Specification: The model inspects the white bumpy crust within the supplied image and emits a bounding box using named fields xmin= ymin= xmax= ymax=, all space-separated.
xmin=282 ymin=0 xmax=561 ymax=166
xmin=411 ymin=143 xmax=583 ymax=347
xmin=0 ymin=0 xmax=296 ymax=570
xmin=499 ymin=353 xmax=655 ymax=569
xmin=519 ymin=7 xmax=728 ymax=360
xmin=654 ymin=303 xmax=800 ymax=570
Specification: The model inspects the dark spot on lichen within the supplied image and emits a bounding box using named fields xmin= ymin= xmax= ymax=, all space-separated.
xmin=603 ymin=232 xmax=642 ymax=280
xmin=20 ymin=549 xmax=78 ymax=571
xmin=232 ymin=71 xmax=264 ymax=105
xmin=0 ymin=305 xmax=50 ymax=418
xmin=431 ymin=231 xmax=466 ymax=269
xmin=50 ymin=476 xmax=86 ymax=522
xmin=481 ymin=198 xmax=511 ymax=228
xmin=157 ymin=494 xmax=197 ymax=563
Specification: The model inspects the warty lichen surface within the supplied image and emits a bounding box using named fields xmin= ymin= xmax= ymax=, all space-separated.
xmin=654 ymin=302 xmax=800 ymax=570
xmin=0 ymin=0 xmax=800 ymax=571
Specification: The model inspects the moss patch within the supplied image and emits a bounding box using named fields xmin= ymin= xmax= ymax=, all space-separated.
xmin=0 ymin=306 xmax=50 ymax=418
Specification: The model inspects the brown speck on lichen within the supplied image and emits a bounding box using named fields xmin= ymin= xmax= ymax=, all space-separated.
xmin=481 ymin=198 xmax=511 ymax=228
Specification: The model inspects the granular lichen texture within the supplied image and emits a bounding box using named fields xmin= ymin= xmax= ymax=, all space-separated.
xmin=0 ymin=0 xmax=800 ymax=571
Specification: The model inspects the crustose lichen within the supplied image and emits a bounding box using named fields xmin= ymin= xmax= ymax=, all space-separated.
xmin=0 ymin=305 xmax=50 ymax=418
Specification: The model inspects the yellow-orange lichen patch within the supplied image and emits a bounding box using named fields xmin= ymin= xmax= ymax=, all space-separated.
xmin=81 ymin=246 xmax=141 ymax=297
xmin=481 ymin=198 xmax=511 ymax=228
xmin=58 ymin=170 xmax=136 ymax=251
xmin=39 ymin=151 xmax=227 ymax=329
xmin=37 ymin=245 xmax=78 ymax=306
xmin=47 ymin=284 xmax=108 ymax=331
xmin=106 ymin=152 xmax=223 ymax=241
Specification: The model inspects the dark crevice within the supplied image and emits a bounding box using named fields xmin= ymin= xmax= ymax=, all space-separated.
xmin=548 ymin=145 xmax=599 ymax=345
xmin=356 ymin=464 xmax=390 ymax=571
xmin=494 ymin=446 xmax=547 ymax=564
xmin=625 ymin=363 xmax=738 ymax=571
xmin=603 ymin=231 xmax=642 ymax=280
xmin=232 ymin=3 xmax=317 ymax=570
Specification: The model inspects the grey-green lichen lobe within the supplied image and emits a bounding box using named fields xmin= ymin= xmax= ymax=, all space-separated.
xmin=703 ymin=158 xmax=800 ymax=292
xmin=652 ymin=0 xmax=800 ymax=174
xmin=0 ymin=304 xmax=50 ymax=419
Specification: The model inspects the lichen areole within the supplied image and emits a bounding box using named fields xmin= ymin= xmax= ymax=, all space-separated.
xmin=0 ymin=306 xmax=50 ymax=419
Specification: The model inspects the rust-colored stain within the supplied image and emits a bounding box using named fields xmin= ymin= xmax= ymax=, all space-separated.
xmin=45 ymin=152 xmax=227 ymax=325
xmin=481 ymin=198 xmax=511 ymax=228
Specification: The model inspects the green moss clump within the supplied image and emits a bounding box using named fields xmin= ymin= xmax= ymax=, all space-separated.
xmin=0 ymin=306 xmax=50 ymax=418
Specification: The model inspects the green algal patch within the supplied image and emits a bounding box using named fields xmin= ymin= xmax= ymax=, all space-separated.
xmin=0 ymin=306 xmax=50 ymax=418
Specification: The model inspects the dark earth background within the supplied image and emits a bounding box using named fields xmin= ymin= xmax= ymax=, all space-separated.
......
EXERCISE DETAILS:
Edit every row above, changing each occurrence of "inspects" to "examines" and leaving everything else unchanged.

CORRECT RESPONSE:
Specification: The model examines the white bumpy crust within the supplied image and emits a bounding box using named fields xmin= ymin= xmax= ymax=, all space-separated.
xmin=282 ymin=0 xmax=561 ymax=166
xmin=411 ymin=143 xmax=583 ymax=347
xmin=0 ymin=0 xmax=296 ymax=570
xmin=499 ymin=353 xmax=655 ymax=569
xmin=519 ymin=7 xmax=728 ymax=360
xmin=654 ymin=303 xmax=800 ymax=570
Specification: The model examines the dark spot on lichen within the supplied image and emits a bounding box using named fields xmin= ymin= xmax= ymax=, all space-separated.
xmin=603 ymin=232 xmax=642 ymax=280
xmin=20 ymin=549 xmax=78 ymax=571
xmin=232 ymin=71 xmax=264 ymax=105
xmin=0 ymin=305 xmax=50 ymax=418
xmin=431 ymin=231 xmax=466 ymax=269
xmin=50 ymin=476 xmax=86 ymax=522
xmin=481 ymin=198 xmax=511 ymax=228
xmin=157 ymin=494 xmax=197 ymax=563
Specification: The model examines the warty lichen surface within the supplied image and emits a bounding box using named fields xmin= ymin= xmax= ymax=, all space-separated.
xmin=654 ymin=302 xmax=800 ymax=570
xmin=0 ymin=0 xmax=800 ymax=571
Specification: The model examines the moss patch within the supplied image and emits a bounding box using named fields xmin= ymin= xmax= ymax=, all space-separated.
xmin=0 ymin=306 xmax=50 ymax=418
Specification: The model examines the brown speck on lichen within the supplied image and emits a bounding box using named fields xmin= ymin= xmax= ymax=, all space-separated.
xmin=481 ymin=198 xmax=511 ymax=228
Specification: The model examines the granular lichen texture within the supplied image and emits a bounding box using named fields xmin= ymin= xmax= ymax=, all space-separated.
xmin=0 ymin=0 xmax=800 ymax=571
Specification: The model examines the crustose lichen within the supplied image and emits a bounding box using named fields xmin= ymin= xmax= ymax=, all space-separated.
xmin=0 ymin=305 xmax=50 ymax=418
Specification: The model examines the yellow-orange lichen patch within the supplied image and emits a bounding box using named fields xmin= ymin= xmax= ymax=, all space-separated.
xmin=81 ymin=246 xmax=141 ymax=297
xmin=481 ymin=198 xmax=511 ymax=228
xmin=58 ymin=170 xmax=136 ymax=251
xmin=39 ymin=151 xmax=227 ymax=329
xmin=37 ymin=245 xmax=78 ymax=306
xmin=47 ymin=284 xmax=108 ymax=331
xmin=106 ymin=152 xmax=223 ymax=241
Specification: The model examines the dark crevice within the supplied image and emits a bounding box using named fields xmin= ymin= xmax= ymax=, all space-separated.
xmin=548 ymin=145 xmax=599 ymax=345
xmin=356 ymin=464 xmax=390 ymax=571
xmin=494 ymin=446 xmax=547 ymax=564
xmin=625 ymin=363 xmax=738 ymax=571
xmin=603 ymin=231 xmax=642 ymax=280
xmin=232 ymin=3 xmax=317 ymax=570
Specification: The model examines the grey-green lichen lobe within the supplied image and emits a bounding box using named fields xmin= ymin= xmax= ymax=, all space-separated.
xmin=703 ymin=158 xmax=800 ymax=292
xmin=652 ymin=0 xmax=800 ymax=174
xmin=0 ymin=304 xmax=50 ymax=419
Specification: The model examines the lichen areole within the supplied image and emits a bounding box using named fields xmin= ymin= xmax= ymax=, all space-separated.
xmin=0 ymin=306 xmax=50 ymax=419
Specification: The model examines the rust-colored stain within the supplied image and emits a bounding box using named fields xmin= ymin= xmax= ymax=, all space-separated.
xmin=45 ymin=152 xmax=227 ymax=325
xmin=481 ymin=198 xmax=511 ymax=228
Specification: The model examines the green moss clump within the supplied image and emits a bounding box using named fields xmin= ymin= xmax= ymax=, all space-separated.
xmin=0 ymin=306 xmax=50 ymax=418
Specification: The model examines the green algal patch within the supplied image and emits a bounding box using named fields xmin= ymin= xmax= ymax=, all space-separated.
xmin=0 ymin=306 xmax=50 ymax=418
Specification: The model examines the dark earth background within the supplied image and emits a bounding box using named fields xmin= ymin= xmax= ymax=, all space-separated.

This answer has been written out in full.